Der Adventskranz der Schwesterorganisation Stiftung Bühl
Im Jubiläumsjahr wurden einige Beziehungen mit Schwesterschulen wie der evangelischen Mittelschule Schiers ans Licht gebracht. Eine verwandte Institution, die im wahrsten Sinne des Wortes Licht ins Gymnasium Unterstrass bringt, ist die «Stiftung Bühl» für Jugendliche mit kognitiver Beeinträchtigung oder Lernbehinderung. Es hat sich zu einer eigenen kleinen Tradition entwickelt, dass Stifte der hauseigenen Gärtnerei jeweils einen von ihnen gemachten Adventskranz ins Gymnasium Unterstrass bringen und ihr Werk am Tagesanfang vorstellen.
Die Stiftung Bühl wurde von den gleichen Gründervätern wie das Seminar Unterstrass aufgebaut. Sie feiert im nächsten Jahr ihr 150-Jahr-Jubiläum. Die Geschichte der Bühl-Gründung zeigt, wie diese Idealisten schon beinahe abenteuerlich schnell und mit viel Reformwillen wirkten. Die Gründerväter wollten einerseits die religiöse Bildung verbessern, engagierten sich aber auch sozial.
───
_Zu lösende Aufgaben_
[1] Nenne alle Einrichtungen, die im Text über die Stiftung Bühl mit Namen genannt werden.
[2] Setze den Text über die Stiftung Bühl nach seinem letzten Satz fort.
───
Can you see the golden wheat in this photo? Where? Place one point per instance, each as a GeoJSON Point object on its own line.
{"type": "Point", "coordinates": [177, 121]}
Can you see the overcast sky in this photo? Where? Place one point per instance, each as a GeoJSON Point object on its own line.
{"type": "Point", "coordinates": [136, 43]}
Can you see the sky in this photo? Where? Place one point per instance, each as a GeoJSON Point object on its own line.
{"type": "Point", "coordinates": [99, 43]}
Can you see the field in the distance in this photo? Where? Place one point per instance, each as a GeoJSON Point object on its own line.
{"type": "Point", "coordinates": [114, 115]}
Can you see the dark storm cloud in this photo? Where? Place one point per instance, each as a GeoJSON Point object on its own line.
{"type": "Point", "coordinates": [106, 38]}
───
_Antworten je Aufgabe_
[1] Stiftung Bühl, evangelische Mittelschule Schiers, Gymnasium Unterstrass, Seminar Unterstrass

[2]
Eine zentrale Figur war Julius Hauser, ein begeisterter Sonntagsschullehrer, der dem Seminar Unterstrass während Jahrzehnten «seine Liebe und Fürsorge zugewendet hat», wie es in seiner Biographie heisst. Den Grundstein zur Stiftung Bühl legte Hauser sehr spontan: Er wollte einem älteren Mann, dessen Haus zwangsversteigert wurde und dessen Vormund er war, einen fairen Kaufpreis ermöglichen.
Heimgründung in zwei Wochen
Auf diese Weise kam er zu einem Haus, das er eigentlich gar nicht brauchte. Am Sonntag nach dem Hauskauf entwickelte sich gemäss dem Biografen von Julius Hauser in der Versammlung des christlichen Vereins ein Gespräch zwischen Hauser und einem Herrn namens Zeller (der nicht mit dem späteren Seminardirektor identisch ist):
«Du, ich habe da eigentlich wider Willen einen Bauernhof ergantet. Wenn du ihn brauchen kannst, schenke ich ihn dir. Du könntest eine Anstalt für schwachsinnige oder kränkliche Kinder einrichten.» Zeller zuckte die Achseln und überlegte. Schliesslich erklärte er: «Wir wollen es so machen. Wenn mir der Herr innert vierzehn Tagen ein solches Kind zuführt, wollen wir es wagen.» Nach einer Woche brachte ihm Hauser das erste Kind, und die Anstalt wurde eröffnet. Sie nahm im Verlauf des ersten Jahres 20 kränkliche Kinder auf, sogenannte «Spezialschüler/-innen», die bettlägrig oder geistig beeinträchtigt waren. Gegen Ende des 19. Jahrhunderts entstand daraus eine heilpädagogische Schule, was zu dieser Zeit sehr fortschrittlich war. Langjähriger Leiter der Institution wurde ein enger Kollege von Zeller, Karl Melchert.
Julius Hauser selbst gründete im Jahre 1874 in Verbindung mit Unterstrass-Seminardirektor Heinrich Bachofner und anderen Gesinnungsgenossen und dank den ersten Unterstrass-Absolventen unbürokratisch auch die Freie Schule Wädenswil.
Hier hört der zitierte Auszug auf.